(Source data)

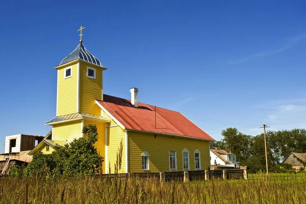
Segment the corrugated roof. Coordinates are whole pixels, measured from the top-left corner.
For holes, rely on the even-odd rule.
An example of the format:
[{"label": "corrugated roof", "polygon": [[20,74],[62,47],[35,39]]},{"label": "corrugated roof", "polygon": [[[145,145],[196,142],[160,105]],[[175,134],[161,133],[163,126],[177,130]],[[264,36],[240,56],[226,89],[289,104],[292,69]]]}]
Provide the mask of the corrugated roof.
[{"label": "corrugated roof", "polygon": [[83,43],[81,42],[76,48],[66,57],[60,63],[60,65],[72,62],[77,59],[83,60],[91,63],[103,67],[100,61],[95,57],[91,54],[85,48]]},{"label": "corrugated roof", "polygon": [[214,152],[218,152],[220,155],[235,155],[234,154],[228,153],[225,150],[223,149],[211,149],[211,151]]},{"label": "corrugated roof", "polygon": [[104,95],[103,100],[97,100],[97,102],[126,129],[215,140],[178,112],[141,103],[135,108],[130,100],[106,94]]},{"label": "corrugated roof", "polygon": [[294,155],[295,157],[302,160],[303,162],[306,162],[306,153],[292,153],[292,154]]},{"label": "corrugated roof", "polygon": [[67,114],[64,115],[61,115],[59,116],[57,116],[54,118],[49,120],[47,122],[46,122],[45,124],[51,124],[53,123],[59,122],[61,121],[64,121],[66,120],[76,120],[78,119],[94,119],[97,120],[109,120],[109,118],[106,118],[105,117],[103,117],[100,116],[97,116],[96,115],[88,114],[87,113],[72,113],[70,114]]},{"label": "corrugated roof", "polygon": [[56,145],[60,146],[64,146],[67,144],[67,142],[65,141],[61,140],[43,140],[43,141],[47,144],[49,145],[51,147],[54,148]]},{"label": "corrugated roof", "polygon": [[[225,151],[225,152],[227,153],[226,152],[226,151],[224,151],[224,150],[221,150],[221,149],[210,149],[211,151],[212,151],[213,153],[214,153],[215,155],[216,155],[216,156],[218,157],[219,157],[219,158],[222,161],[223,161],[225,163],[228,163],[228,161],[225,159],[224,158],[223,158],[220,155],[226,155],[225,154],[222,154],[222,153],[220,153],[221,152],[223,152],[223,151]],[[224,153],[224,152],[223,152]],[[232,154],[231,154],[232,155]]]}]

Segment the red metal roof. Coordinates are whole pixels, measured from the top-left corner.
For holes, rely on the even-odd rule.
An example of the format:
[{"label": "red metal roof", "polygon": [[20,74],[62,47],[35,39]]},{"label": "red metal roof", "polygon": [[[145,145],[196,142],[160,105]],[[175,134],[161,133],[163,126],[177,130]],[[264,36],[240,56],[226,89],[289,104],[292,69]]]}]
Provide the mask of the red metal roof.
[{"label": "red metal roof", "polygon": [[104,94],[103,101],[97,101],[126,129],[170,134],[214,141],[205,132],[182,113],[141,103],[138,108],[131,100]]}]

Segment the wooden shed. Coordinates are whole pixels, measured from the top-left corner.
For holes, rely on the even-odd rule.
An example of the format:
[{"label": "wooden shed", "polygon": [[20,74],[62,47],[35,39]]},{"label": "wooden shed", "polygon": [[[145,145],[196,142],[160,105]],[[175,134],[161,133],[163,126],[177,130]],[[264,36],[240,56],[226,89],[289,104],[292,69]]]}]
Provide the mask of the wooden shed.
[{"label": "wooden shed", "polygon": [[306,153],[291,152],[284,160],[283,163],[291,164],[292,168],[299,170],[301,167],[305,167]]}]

* * *

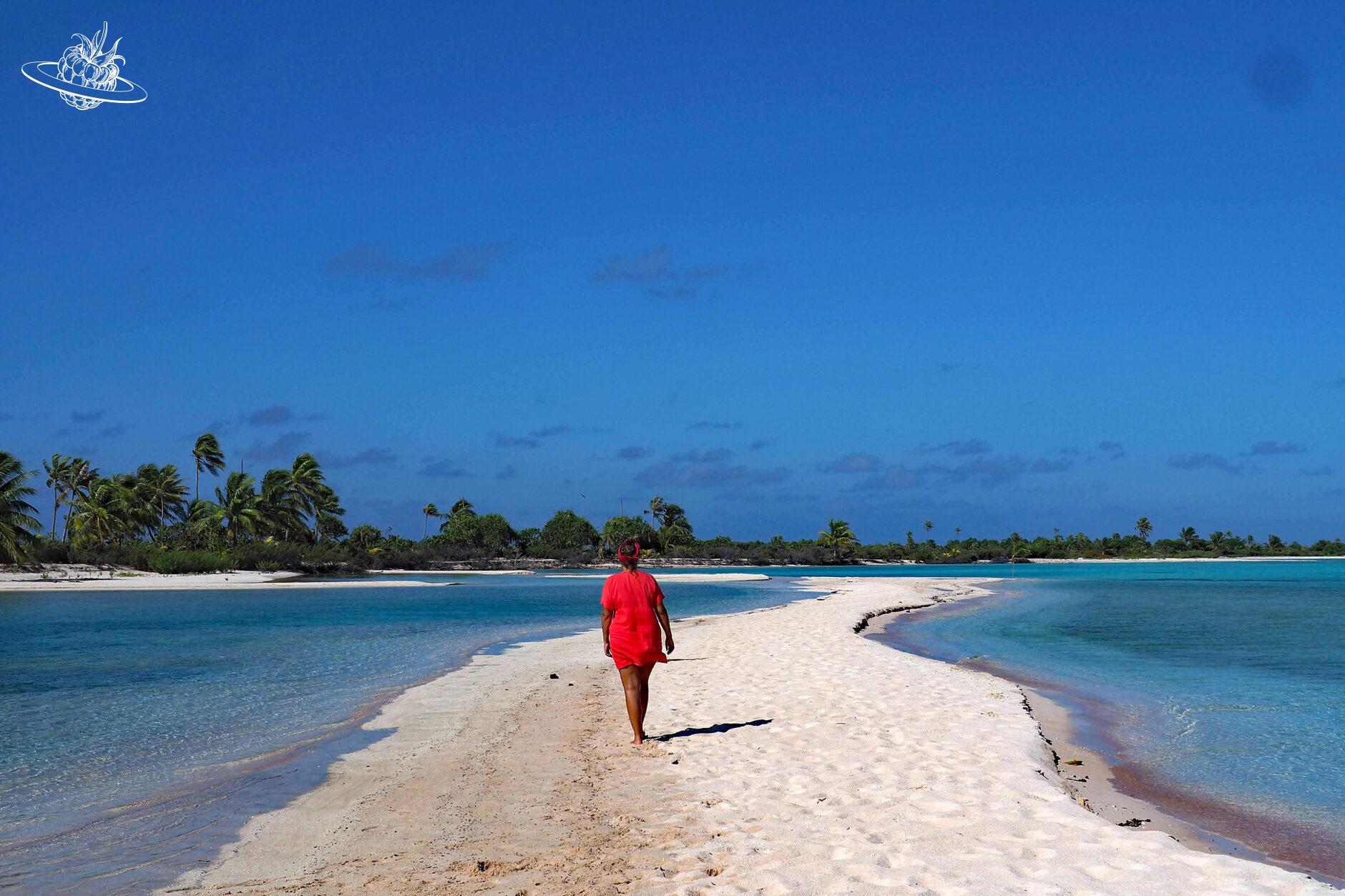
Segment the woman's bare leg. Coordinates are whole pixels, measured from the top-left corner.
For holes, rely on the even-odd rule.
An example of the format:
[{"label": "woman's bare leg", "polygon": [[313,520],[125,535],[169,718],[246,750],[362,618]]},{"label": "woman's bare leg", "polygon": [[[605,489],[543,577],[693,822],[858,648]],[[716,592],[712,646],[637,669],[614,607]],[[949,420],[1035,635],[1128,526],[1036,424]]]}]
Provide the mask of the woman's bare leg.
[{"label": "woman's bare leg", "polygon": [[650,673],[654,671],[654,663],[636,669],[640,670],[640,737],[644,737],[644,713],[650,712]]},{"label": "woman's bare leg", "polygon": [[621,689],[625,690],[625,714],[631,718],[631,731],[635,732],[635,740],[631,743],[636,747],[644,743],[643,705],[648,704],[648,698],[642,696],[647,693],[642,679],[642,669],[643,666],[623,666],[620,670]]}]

→ **What you should do**
Which lines of the records contain the word "mask"? Collect each of them and copy it out in full.

→ **In response**
Provide the mask of the corrugated roof.
Provide the mask of the red metal roof.
Provide the mask of the wooden shed.
Provide the mask of the woman's bare leg.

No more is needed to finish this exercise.